Problem 1
Print these rows again word for word, beginning at the row that contains "Highlight woman's smiling face." and stopping after the row that contains "xmin=0 ymin=60 xmax=53 ymax=169".

Document
--------------------------------------------------
Re: Auto scaling spark driver on Mesos!

Michael Gummelt Wed, 01 Mar 2017 15:52:31 -0800

On Wed, Mar 1, 2017 at 9:16 AM, Ashish Mehta <[email protected]>
wrote:


> Mesos might have introduced multi tenancy in new versions, but we wanted
> to provide multi-tenancy in versions prior to that, via our "compute
> layer", and we wanted to implement some isolation so that few machines are
> always reserved for a tenant.
>
What do you mean by "multi-tenancy"?  I mean "multiple containers running
on the same host".  Mesos has always provided this.  It's the core of what
it does.

Mesos also provides both static reservations and quota.  Do these not solve
your reservation requirements?


>
> Apologies that I didn't explain "tagging/un-tagging", by this I mean, we
> assign attributes to machines/resource in Mesos, so that they are offered
> with those attributes to application running on mesos. This helps us make
> use of "spark.mesos.constraints" configuration of spark, by which my spark
> application only accepts offers from machine whose attributes (tag) matches
> the constraints passed in.
>
> In case of static allocation of resource, we just tag (assign attributes)
--------------------------------------------------
Dataset
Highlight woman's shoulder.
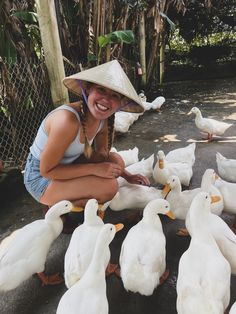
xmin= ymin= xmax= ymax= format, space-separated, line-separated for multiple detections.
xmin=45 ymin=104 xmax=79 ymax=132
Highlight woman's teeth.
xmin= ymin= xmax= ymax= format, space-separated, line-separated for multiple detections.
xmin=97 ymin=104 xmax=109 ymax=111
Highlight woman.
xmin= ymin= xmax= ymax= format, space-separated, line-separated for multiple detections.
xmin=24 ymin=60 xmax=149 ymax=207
--------------------------------------------------
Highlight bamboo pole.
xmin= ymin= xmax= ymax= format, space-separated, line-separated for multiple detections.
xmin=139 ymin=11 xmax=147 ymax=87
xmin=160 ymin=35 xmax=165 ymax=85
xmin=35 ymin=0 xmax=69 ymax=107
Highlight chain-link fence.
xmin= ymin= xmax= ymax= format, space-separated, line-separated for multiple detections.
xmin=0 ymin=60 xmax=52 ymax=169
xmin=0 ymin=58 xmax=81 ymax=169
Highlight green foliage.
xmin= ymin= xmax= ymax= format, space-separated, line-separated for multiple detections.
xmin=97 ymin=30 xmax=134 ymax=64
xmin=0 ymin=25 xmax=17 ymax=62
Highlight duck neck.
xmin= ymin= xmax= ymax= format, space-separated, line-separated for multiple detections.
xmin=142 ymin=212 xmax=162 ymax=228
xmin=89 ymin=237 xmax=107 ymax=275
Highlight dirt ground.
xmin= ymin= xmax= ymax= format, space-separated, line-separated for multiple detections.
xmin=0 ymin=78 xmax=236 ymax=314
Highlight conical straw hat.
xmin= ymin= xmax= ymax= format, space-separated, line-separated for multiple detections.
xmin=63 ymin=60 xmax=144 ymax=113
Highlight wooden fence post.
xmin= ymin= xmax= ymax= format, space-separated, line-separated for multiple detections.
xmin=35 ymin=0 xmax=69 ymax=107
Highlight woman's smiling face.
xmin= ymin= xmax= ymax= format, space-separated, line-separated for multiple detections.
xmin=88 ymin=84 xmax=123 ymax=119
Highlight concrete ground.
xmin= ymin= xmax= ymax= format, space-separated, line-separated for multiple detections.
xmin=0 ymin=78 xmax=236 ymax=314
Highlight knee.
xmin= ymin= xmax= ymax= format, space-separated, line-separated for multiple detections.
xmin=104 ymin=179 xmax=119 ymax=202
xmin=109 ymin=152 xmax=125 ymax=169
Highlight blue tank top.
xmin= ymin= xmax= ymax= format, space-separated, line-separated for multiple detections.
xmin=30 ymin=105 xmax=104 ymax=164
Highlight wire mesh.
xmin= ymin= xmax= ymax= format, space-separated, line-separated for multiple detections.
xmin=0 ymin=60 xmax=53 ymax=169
--------------------------------------------------
Problem 2
Answer these questions about the Spark-on-Mesos thread:
(a) Which Spark configuration setting lets the application accept offers only from machines whose attributes match?
(b) What two things does the reply say Mesos provides for reservation requirements?
(c) What does the reply say it means by "multi-tenancy"?

Worked answer 1
Highlight woman's smiling face.
xmin= ymin= xmax= ymax= format, space-separated, line-separated for multiple detections.
xmin=88 ymin=84 xmax=123 ymax=119
Highlight concrete ground.
xmin= ymin= xmax= ymax= format, space-separated, line-separated for multiple detections.
xmin=0 ymin=78 xmax=236 ymax=314
Highlight knee.
xmin= ymin= xmax= ymax= format, space-separated, line-separated for multiple detections.
xmin=104 ymin=179 xmax=119 ymax=202
xmin=109 ymin=152 xmax=125 ymax=169
Highlight blue tank top.
xmin= ymin= xmax= ymax= format, space-separated, line-separated for multiple detections.
xmin=30 ymin=105 xmax=104 ymax=164
Highlight wire mesh.
xmin= ymin= xmax= ymax= format, space-separated, line-separated for multiple detections.
xmin=0 ymin=60 xmax=53 ymax=169

Worked answer 2
(a) spark.mesos.constraints
(b) Static reservations and quota
(c) Multiple containers running on the same host